══ Listing
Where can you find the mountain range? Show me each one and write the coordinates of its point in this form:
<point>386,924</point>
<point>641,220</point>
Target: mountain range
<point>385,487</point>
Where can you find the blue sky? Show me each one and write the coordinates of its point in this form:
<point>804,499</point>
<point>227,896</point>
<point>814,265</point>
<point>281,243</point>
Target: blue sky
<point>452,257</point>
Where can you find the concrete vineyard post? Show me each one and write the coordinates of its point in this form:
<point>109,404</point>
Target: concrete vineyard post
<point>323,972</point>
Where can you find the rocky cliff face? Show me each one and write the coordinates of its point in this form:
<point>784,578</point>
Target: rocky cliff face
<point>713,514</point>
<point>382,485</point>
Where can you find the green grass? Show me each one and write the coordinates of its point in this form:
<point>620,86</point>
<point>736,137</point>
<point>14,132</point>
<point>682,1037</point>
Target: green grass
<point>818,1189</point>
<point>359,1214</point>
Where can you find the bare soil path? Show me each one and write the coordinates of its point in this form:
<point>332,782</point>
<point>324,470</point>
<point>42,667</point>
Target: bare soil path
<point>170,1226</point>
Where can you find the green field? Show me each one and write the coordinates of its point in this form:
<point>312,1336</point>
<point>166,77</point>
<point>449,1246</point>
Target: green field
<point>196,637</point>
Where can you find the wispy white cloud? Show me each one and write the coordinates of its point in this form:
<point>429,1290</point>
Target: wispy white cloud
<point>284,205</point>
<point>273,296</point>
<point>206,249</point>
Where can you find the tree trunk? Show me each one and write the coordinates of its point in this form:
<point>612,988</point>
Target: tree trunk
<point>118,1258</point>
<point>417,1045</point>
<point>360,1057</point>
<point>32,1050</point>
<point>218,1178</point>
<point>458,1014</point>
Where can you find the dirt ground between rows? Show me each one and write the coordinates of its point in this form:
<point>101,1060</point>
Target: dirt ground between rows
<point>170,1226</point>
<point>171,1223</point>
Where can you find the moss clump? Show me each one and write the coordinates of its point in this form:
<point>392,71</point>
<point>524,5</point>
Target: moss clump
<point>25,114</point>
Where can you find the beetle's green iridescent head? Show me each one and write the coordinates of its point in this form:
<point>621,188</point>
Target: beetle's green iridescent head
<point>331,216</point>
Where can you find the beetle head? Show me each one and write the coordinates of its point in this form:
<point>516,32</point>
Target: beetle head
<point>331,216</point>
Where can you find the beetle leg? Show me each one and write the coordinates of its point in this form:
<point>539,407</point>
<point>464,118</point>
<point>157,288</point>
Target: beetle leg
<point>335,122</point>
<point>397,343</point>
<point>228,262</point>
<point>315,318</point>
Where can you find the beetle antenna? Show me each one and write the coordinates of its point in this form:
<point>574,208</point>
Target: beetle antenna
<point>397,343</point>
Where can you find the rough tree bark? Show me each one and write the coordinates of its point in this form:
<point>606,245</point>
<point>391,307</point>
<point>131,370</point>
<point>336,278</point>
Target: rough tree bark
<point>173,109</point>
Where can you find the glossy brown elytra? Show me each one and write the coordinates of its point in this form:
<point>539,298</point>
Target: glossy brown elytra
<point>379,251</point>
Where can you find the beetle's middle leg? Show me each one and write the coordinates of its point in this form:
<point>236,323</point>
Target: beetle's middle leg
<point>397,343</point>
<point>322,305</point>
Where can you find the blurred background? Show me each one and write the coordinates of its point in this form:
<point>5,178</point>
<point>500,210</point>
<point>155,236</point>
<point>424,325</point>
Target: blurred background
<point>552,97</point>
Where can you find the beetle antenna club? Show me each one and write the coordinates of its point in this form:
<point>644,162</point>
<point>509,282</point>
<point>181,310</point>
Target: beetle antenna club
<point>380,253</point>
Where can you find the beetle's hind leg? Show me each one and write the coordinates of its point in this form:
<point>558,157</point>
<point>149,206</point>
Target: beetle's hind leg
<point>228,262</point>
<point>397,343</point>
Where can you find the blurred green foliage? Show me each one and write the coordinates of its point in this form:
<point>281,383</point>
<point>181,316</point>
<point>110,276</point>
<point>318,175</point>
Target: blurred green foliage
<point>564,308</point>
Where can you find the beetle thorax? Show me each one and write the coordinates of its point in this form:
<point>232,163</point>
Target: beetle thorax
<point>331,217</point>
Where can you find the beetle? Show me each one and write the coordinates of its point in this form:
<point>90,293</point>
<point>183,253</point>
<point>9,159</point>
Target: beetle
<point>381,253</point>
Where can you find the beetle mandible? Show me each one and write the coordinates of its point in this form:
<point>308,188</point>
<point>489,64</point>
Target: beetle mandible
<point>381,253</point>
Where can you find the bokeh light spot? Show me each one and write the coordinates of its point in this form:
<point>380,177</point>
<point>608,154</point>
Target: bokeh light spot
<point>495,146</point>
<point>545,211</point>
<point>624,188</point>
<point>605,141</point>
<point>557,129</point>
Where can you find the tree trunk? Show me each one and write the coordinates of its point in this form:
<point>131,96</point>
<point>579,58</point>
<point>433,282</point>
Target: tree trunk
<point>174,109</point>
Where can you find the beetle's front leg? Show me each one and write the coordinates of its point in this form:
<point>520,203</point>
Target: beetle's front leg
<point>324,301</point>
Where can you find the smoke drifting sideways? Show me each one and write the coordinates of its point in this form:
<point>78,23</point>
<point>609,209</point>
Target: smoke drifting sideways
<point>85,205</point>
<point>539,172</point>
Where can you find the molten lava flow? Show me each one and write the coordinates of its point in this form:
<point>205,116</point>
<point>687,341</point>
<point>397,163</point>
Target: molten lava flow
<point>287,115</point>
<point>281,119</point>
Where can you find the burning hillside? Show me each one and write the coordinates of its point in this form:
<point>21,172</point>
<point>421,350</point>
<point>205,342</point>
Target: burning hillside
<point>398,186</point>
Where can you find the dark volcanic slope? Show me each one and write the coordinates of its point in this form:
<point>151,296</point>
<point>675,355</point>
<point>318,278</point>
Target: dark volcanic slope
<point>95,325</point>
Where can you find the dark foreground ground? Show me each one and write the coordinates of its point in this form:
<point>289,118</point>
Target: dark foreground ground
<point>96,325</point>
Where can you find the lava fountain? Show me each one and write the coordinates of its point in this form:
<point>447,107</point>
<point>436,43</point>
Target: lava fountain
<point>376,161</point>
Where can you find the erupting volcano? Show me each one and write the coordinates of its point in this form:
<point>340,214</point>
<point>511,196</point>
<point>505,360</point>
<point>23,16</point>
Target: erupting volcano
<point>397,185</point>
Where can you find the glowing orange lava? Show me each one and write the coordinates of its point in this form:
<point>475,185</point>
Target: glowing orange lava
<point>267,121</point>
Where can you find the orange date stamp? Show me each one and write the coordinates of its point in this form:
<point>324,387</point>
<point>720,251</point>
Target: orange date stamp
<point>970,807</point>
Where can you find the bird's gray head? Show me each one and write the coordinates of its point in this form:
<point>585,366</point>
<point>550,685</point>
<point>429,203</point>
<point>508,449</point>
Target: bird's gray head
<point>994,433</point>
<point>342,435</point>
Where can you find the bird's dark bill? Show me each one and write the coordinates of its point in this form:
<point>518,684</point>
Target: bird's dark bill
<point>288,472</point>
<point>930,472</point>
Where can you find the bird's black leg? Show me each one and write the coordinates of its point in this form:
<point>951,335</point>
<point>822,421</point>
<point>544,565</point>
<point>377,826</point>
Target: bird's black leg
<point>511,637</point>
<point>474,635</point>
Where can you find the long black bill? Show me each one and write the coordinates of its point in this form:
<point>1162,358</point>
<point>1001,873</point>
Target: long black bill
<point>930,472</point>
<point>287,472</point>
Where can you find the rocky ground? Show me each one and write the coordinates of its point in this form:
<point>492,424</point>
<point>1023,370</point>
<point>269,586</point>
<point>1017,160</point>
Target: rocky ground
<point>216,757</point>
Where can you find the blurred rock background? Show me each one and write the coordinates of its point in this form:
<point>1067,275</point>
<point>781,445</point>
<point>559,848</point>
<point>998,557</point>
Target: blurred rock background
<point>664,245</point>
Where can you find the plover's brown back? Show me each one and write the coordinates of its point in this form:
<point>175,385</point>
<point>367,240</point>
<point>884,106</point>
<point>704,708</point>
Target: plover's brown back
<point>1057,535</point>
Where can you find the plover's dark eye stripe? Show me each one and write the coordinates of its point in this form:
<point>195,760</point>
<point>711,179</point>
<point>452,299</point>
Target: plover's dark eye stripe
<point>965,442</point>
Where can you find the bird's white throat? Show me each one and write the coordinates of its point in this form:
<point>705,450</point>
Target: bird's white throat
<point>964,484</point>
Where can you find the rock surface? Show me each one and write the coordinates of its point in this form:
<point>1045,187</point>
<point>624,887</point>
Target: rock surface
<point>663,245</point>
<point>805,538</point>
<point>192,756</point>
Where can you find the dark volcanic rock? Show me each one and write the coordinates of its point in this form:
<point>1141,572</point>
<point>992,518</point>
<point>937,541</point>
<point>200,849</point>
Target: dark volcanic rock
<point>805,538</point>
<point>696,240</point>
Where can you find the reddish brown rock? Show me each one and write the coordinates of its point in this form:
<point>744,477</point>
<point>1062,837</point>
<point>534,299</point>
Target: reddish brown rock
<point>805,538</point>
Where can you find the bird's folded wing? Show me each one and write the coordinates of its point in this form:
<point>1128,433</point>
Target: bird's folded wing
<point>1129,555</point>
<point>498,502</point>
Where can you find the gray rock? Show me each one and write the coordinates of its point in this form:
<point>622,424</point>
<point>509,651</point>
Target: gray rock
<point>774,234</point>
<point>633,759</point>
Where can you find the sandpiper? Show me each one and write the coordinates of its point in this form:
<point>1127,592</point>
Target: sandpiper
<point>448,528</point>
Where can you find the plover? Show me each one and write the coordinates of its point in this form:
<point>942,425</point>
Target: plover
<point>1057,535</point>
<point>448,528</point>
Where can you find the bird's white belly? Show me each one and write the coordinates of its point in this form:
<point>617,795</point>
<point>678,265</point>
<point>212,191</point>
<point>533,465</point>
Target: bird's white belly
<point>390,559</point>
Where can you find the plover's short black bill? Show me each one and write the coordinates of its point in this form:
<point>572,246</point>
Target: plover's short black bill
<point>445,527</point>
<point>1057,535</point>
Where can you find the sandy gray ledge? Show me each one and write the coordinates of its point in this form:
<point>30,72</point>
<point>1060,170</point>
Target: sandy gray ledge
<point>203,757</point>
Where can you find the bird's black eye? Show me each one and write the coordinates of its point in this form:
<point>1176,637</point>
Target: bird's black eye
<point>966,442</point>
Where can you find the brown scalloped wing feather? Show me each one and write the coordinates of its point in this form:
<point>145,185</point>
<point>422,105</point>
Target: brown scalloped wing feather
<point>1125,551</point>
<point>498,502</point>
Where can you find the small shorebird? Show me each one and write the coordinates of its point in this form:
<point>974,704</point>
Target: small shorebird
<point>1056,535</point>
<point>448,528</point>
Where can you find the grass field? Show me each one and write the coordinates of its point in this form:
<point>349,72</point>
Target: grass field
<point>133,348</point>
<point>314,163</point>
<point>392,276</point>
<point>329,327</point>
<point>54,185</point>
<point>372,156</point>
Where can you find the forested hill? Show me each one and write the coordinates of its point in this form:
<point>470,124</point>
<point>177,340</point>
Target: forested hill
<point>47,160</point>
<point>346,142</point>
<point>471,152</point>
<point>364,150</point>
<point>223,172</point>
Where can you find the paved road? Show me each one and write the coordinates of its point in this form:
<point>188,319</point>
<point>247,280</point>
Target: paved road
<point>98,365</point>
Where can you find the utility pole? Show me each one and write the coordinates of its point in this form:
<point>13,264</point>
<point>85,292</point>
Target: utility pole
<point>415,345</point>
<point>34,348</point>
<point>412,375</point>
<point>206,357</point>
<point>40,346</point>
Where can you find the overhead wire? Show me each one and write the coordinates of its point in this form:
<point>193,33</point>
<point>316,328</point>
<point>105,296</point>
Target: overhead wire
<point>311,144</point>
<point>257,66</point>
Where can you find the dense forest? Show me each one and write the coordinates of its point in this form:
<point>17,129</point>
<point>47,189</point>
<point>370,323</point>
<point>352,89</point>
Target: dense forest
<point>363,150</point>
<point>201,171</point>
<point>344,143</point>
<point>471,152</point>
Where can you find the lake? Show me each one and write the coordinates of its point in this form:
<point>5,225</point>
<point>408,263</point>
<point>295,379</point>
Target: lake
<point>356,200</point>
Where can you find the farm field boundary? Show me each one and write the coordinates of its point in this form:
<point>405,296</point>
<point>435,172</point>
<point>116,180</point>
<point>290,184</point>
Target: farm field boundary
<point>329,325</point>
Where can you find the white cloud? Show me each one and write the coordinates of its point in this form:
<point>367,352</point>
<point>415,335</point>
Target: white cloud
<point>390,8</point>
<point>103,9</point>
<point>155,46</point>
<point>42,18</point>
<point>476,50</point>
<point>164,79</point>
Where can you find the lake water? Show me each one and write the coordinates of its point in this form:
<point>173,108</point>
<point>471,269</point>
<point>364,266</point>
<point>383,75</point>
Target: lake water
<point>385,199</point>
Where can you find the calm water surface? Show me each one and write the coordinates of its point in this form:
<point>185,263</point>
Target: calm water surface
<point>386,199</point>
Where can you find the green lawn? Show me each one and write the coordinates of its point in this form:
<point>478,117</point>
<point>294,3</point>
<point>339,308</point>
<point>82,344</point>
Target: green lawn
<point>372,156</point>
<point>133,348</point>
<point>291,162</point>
════
Task brief: Each line from the one containing "Where can you find the calm" through the end of the entries, both included, is to be returned exactly, with no other lines.

Task response:
Where can you find the calm water surface? Show me each one and write the coordinates of its point in this form:
<point>185,263</point>
Target: calm water surface
<point>386,199</point>
Where can you find the green lawn? Show me each one and write the coordinates of its point in this form:
<point>478,117</point>
<point>294,3</point>
<point>339,308</point>
<point>82,344</point>
Target: green lawn
<point>372,156</point>
<point>133,348</point>
<point>291,162</point>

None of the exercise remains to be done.